Return, word for word, the stretch of the text on the responsive feeding scale from "In the subsequent" through "eat family foods.".

+++ TEXT PROVIDED +++

Using data collected among a group of Cambodian children 6–23 months old through the Opportunistic Observation Form of the ProPAN package (PAHO, WHO & UNICEF, 2013), this research aimed to develop a scheme to organize the data and thereafter, to develop and to validate a simple measurement scale that could be used to assess responsive feeding in two different contexts namely before and after the implementation of an intervention. We used two different data sets (baseline and endline) from a larger research, which aimed to assess the impact of the promotion of optimal child feeding practices alone as well as combined with the provision of two local foods.

Based on Moore et al.'s framework as well as on PAHO/WHO's guidelines (Moore et al., 2006; PAHO & WHO, 2003; WHO, 2005), four constructs and related indicators were initially included in the scale. Data on each indicator part of the form were assigned to one of the four constructs and were coded based on available literature and subjective judgment. CFA were performed to confirm the theoretical model structure of the proposed scale or, in other words, to develop and to validate the scale.

In the first measurement model, two indicators were removed namely the use of force to feed the child and self‐feeding. Removing these indicators did not improve the goodness‐of‐fit of the model though. It is likely that the high frequency of positive observations (99%) and, thus, the heavily skewed distribution of data regarding the use of force make it difficult to obtain an acceptable confirmatory model (Floyd & Widaman, 1995). In fact, as a CFA is based on factorizing a variance–covariance (or correlation) matric, a low variability would translate into low variances and attenuate covariances/correlations, making the factor loading low and, thus, non‐significant. With regard to self‐feeding, it is possible that other indicators under the responsive feeding construct such as eating with the caregiver and family members, being served on his own plate and first, as well as being fed with a utensil, were more important in terms of variables measuring responsive feeding and supersede it.

In the subsequent model (Model 3), the indicator “foods, dishes, or drinks are only served to the child (not to others family members)” was removed. Again, as for the indicator on the use of force, the frequency distribution showed high proportions of observations under one criterion (Table 2). It is also possible that given the age of our population, which was above 12 months for two thirds of children, providing them with special foods was not so important because they were likely able to eat family foods.

+++ LISTED RECORDS +++

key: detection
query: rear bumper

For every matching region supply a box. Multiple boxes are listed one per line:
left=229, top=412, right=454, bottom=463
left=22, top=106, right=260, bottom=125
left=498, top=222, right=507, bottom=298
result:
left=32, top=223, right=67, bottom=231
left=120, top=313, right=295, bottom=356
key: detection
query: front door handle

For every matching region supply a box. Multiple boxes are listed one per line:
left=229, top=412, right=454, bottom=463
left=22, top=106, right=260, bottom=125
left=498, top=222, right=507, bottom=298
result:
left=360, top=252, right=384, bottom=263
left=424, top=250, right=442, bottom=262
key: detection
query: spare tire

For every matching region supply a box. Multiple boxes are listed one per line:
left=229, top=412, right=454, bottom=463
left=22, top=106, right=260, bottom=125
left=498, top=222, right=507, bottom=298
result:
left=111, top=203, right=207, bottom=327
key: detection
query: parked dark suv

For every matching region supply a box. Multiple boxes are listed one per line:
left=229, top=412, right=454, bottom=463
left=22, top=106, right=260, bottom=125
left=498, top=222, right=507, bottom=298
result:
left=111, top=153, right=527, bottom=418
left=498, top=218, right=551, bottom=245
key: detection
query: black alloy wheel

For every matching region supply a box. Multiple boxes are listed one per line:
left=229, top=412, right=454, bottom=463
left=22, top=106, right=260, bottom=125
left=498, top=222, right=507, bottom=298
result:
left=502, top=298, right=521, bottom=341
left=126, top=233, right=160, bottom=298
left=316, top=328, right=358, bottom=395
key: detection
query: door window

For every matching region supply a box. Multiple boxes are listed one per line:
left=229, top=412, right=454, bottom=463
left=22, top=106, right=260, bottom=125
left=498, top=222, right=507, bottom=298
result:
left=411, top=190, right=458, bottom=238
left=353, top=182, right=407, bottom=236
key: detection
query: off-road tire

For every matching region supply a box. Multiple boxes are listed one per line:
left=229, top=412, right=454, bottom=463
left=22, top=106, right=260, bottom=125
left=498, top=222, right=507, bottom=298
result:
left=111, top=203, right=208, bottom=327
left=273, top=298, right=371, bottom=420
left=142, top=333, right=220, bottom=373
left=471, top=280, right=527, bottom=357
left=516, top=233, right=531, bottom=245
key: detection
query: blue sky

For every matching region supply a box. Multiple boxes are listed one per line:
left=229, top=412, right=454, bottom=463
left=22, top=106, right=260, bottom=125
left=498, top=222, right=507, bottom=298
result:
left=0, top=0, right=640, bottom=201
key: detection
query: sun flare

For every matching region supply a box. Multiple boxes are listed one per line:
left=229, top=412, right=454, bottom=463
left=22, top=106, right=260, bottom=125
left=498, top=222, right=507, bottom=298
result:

+++

> REPLY TO THE EXERCISE:
In the subsequent model (Model 3), the indicator “foods, dishes, or drinks are only served to the child (not to others family members)” was removed. Again, as for the indicator on the use of force, the frequency distribution showed high proportions of observations under one criterion (Table 2). It is also possible that given the age of our population, which was above 12 months for two thirds of children, providing them with special foods was not so important because they were likely able to eat family foods.